■ ЦЕЛЬ ЗАДАНИЯ: Чем, согласно тексту о пребывании в Двинске, была вызвана задержка путников в этом городе на несколько дней?

■ ТЕКСТ ДЛЯ ЧТЕНИЯ:

════

– Все это хорошо, – ответил я, – только я вам заявляю, что не хочу принимать участия в тех оскорбительных выходках, которые вы себе позволяете и имейте в виду, что я за все буду платить…
– Ну, нет-с, этого я вас прошу не делать, вы подорвете мой престиж, ведь теперь война… А оскорбления!.. Ха-ха-ха! Вот уж это ей нипочем – раз вытереться… – и он, отмахнувшись от меня, как от назойливой мухи, возвратился в комнату, где мы оставили хозяйку и снова накинулся на нее.
Как ни хлопотала несчастная «контрреволюционерка», стараясь угодить нам, доставая свое лучшее белье, готовя нам ужин, тем не менее мы могли провести у нее только одну ночь, которую мы все не спали, ведя отчаянную борьбу со вшами, покрывавшими и нас и наши вещи… Весь дом был наполнен этими паразитами. На утро мы перебрались в другую гостиницу, относительно довольно чистую. С большим трудом я уговорил хозяйку покинутой гостиницы взять с меня плату, уверив ее всеми мерами, что не скажу об этом коменданту…
В Двинске нам пришлось задержаться на несколько дней из-за железнодорожной разрухи: не было подвижного состава.
И мы воспользовались этим временем, чтобы немного передохнуть после долгого и утомительного пути на простых крестьянских телегах по избитым, в конец испорченным дорогам. За это время мне пришлось познакомиться с поистине ужасной жизнью двинчан. Подвоза из разоренных реквизициями деревень не было. У крестьян отбиралось все; хлеб, скот, всякие овощи, словом вся провизия. Рынки пустовали, большинство лавок было закрыто. Всюду нищие. И по словам местных жителей нас ждал голод и в пути по железной дороге. С большими усилиями, не желая прибегать к помощи бравого коменданта, мы запаслись, при содействии хозяев гостиницы, кое-какой провизией для пути по железной дороге.
Аскольдов и генерал снабдили меня всевозможными пропусками, открытыми листами, удостоверениями к разным властям об оказании мне и моим спутникам всякого рода содействия к беспрепятственному следованию в Москву, о том, что мой и моих спутников багаж не подлежит таможенному досмотру, специальное удостоверение за массой подписей (Аскольдова, генерала, коменданта, председателя местной ВЧК и пр.) на имя агентов и учреждений ВЧК, что наш багаж не подлежит их ревизии и пр. пр. Все эти бумаги составили собою целый объемистый пакет. Уже одно только умопомрачительное количество этих удостоверений и приказов к разного рода властям способно было вселить подозрение и сомнение в их целесообразности, – ведь у семи нянек дитя без глаза.

════

■ ДАННЫЕ:
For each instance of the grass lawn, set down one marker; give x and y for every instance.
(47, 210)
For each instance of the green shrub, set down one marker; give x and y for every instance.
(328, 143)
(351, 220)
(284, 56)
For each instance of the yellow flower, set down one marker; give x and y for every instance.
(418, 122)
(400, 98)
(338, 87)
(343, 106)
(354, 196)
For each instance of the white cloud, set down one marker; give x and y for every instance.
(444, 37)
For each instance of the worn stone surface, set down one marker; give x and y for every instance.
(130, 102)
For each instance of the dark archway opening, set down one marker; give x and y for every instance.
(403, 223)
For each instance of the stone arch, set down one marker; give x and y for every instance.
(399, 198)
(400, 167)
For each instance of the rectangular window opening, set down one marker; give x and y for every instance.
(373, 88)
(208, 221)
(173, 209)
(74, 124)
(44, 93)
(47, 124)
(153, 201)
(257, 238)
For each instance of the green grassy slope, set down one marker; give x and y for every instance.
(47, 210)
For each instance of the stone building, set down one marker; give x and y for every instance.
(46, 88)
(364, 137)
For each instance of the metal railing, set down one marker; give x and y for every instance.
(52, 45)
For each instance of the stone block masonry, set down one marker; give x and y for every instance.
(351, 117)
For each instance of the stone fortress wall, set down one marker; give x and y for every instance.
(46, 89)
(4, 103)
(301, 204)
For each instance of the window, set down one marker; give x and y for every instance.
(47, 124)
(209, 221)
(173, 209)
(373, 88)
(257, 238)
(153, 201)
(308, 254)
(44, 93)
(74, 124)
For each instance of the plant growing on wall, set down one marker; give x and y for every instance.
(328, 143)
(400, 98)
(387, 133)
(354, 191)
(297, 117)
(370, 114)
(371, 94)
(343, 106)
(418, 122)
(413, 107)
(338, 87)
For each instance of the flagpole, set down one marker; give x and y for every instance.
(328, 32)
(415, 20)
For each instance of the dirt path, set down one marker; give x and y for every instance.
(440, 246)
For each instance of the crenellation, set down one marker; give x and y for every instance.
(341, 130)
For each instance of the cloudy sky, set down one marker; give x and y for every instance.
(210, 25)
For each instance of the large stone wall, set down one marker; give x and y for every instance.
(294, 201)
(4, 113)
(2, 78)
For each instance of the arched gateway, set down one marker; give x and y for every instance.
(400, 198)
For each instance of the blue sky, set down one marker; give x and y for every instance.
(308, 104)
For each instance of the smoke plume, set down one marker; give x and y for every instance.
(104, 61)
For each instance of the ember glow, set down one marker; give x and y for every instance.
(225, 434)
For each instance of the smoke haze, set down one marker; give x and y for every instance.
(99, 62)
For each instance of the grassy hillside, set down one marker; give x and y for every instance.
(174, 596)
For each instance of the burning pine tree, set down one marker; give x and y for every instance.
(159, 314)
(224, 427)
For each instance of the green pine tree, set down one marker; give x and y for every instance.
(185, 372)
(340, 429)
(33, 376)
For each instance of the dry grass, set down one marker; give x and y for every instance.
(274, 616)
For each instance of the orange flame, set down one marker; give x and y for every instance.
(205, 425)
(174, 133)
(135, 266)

════

■ ВЫПОЛНЕННОЕ ЗАДАНИЕ: Железнодорожной разрухой: не было подвижного состава.